-- Start GIVEN RECORDS --

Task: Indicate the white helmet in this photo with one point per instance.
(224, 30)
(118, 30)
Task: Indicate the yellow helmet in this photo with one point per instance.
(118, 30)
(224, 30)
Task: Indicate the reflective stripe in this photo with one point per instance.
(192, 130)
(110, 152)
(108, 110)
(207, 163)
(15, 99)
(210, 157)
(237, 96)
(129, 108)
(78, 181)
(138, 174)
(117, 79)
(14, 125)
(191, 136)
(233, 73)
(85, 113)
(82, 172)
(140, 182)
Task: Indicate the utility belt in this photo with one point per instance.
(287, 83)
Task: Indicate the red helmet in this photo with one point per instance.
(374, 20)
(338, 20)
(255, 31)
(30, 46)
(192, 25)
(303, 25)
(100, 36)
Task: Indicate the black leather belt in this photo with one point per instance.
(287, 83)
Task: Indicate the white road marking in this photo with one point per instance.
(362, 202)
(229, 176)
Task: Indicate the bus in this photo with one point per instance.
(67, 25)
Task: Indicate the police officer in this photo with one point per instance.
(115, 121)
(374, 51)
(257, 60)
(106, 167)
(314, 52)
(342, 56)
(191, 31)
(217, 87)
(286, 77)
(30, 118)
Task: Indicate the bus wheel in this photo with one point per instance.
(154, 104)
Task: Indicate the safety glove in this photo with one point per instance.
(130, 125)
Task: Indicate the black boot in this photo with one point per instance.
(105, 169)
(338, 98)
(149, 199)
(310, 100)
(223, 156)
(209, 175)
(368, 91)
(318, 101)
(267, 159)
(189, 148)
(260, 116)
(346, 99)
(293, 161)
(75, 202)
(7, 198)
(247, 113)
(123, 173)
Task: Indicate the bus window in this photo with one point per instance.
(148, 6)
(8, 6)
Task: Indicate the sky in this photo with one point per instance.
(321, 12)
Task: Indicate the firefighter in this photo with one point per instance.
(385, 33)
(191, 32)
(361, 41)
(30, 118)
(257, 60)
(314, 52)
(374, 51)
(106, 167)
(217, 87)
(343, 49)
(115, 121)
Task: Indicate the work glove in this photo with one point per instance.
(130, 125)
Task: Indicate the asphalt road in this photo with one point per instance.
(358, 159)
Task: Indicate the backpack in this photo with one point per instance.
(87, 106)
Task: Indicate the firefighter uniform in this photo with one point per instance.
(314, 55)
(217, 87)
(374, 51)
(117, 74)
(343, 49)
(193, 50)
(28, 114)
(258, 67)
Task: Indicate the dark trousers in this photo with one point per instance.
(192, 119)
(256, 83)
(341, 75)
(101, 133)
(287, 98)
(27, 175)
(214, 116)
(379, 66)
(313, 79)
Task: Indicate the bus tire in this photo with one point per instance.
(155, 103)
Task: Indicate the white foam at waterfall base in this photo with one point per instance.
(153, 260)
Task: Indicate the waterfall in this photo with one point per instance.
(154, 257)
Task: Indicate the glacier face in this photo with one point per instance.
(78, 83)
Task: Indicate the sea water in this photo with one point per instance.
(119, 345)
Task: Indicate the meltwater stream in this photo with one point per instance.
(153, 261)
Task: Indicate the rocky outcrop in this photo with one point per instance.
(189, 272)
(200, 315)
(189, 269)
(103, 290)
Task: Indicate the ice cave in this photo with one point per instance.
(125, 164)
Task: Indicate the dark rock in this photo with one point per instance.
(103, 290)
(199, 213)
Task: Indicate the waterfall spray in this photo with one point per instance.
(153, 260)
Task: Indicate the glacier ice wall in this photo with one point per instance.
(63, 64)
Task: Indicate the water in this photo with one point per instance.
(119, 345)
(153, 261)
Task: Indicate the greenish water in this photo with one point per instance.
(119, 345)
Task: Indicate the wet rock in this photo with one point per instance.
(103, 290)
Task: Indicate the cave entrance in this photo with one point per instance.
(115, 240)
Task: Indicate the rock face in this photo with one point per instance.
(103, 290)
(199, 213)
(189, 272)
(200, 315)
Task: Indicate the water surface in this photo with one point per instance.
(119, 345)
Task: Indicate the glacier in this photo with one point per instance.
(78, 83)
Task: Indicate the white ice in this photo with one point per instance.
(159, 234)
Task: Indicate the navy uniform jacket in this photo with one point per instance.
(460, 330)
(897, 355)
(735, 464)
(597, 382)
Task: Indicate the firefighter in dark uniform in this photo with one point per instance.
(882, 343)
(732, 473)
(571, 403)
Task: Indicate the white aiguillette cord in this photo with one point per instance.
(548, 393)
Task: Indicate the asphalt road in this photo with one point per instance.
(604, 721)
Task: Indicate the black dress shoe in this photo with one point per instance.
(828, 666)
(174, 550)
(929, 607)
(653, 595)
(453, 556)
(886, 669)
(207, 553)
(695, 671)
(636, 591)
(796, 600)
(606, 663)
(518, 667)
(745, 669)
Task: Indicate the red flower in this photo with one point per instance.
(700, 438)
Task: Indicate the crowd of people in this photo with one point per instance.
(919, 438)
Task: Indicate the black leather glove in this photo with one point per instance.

-- End GIVEN RECORDS --

SHORT PROBLEM →
Reproduce all of the material above with "Indicate" swapped for "Mark" everywhere it occurs, leaving everything else unchanged.

CORRECT OUTPUT →
Task: Mark the white helmet in this photo with one point per instance.
(224, 30)
(118, 30)
Task: Mark the yellow helmet in this photo with one point per instance.
(118, 30)
(224, 30)
Task: Mark the reflective stripe in this photo with one point per instance.
(192, 130)
(110, 152)
(108, 110)
(207, 163)
(15, 99)
(210, 157)
(237, 96)
(129, 108)
(78, 181)
(138, 174)
(117, 79)
(14, 125)
(191, 136)
(233, 73)
(85, 113)
(82, 172)
(140, 182)
Task: Mark the utility belt in this photo with one point per instance.
(287, 83)
Task: Mark the red helmet in this photo with one point per instance.
(374, 20)
(338, 20)
(255, 31)
(30, 46)
(192, 25)
(303, 25)
(100, 36)
Task: Mark the black leather belt in this photo with one point per instance.
(287, 83)
Task: Mark the white road marking in this photo with one point per instance.
(362, 202)
(229, 176)
Task: Mark the bus in this photo with one point per instance.
(67, 25)
Task: Mark the police officer in this photo with one point per instance.
(115, 121)
(374, 51)
(257, 60)
(106, 167)
(314, 52)
(342, 56)
(191, 31)
(217, 87)
(286, 77)
(30, 118)
Task: Mark the bus wheel in this photo with one point per instance.
(154, 104)
Task: Mark the safety glove in this photo with one point per instance.
(130, 125)
Task: Mark the black boot in this photo with one point per instance.
(105, 169)
(338, 98)
(149, 199)
(310, 100)
(223, 156)
(209, 175)
(368, 91)
(318, 101)
(267, 159)
(189, 148)
(260, 116)
(346, 99)
(293, 161)
(75, 202)
(7, 198)
(247, 113)
(123, 173)
Task: Mark the bus window in this photo with one point per instance.
(148, 6)
(8, 6)
Task: Mark the sky in this photo with one point per instance.
(321, 12)
Task: Mark the firefighter in this photo with one point per instance.
(385, 33)
(191, 32)
(361, 41)
(30, 118)
(257, 60)
(314, 52)
(374, 51)
(106, 167)
(217, 87)
(343, 49)
(115, 121)
Task: Mark the work glove in this photo with one point per instance.
(130, 125)
Task: Mark the asphalt road in this photo with one point per instance.
(358, 159)
Task: Mark the backpack in this photo with one point per instance.
(87, 106)
Task: Mark the firefighter uniform in this photo with one point per instance.
(314, 55)
(217, 87)
(374, 51)
(117, 74)
(343, 49)
(193, 50)
(28, 114)
(258, 67)
Task: Mark the dark trousers in this photo with one point per instance.
(192, 119)
(256, 83)
(341, 75)
(101, 133)
(287, 98)
(27, 175)
(214, 116)
(379, 66)
(313, 79)
Task: Mark the bus tire in this photo with one point per instance.
(155, 103)
Task: Mark the white foam at waterfall base in this photo with one point per instance.
(153, 260)
Task: Mark the waterfall in this photo with one point per instance.
(154, 257)
Task: Mark the glacier face in this photo with one point per instance.
(78, 83)
Task: Mark the sea water in this photo with one point per instance.
(119, 345)
Task: Mark the meltwater stream in this photo with one point per instance.
(153, 261)
Task: Mark the rocky outcrop in this photo with one point per instance.
(189, 272)
(200, 315)
(189, 269)
(103, 290)
Task: Mark the ice cave in this photo with one point per instance.
(125, 164)
Task: Mark the dark rock in this photo with one point per instance.
(103, 290)
(199, 213)
Task: Mark the waterfall spray in this photo with one point per instance.
(153, 260)
Task: Mark the glacier ice wall in this photo with one point per instance.
(63, 64)
Task: Mark the water in this photo with one point per instance.
(119, 345)
(153, 261)
Task: Mark the greenish water in this photo with one point per instance.
(119, 345)
Task: Mark the wet rock in this photo with one point per instance.
(103, 290)
Task: Mark the cave entrance in this photo with one point per instance.
(115, 240)
Task: Mark the rock face in this photo with one point per instance.
(103, 290)
(199, 213)
(189, 272)
(200, 315)
Task: Mark the water surface in this photo with one point per instance.
(119, 345)
Task: Mark the glacier in this photo with one point per instance.
(78, 83)
Task: Mark the white ice in this photo with one point per instance.
(159, 234)
Task: Mark the navy uniform jacket in this photo with one point per instance.
(460, 330)
(897, 355)
(735, 464)
(597, 382)
Task: Mark the firefighter in dark uniform in this photo with one point per instance.
(882, 343)
(732, 473)
(571, 403)
Task: Mark the white aiguillette cord in this photo with one point per instance.
(548, 393)
Task: Mark the asphalt road in this photo with one point per instance.
(604, 721)
Task: Mark the black dress shoe in this photo with one point per instance.
(828, 666)
(174, 550)
(929, 607)
(653, 595)
(453, 556)
(886, 669)
(207, 553)
(695, 671)
(636, 591)
(796, 600)
(606, 663)
(518, 667)
(745, 669)
Task: Mark the red flower in this photo with one point per instance.
(700, 438)
Task: Mark the crowd of people in this photo with one point per instance.
(919, 438)
Task: Mark the black leather glove in this photo with one point per instance.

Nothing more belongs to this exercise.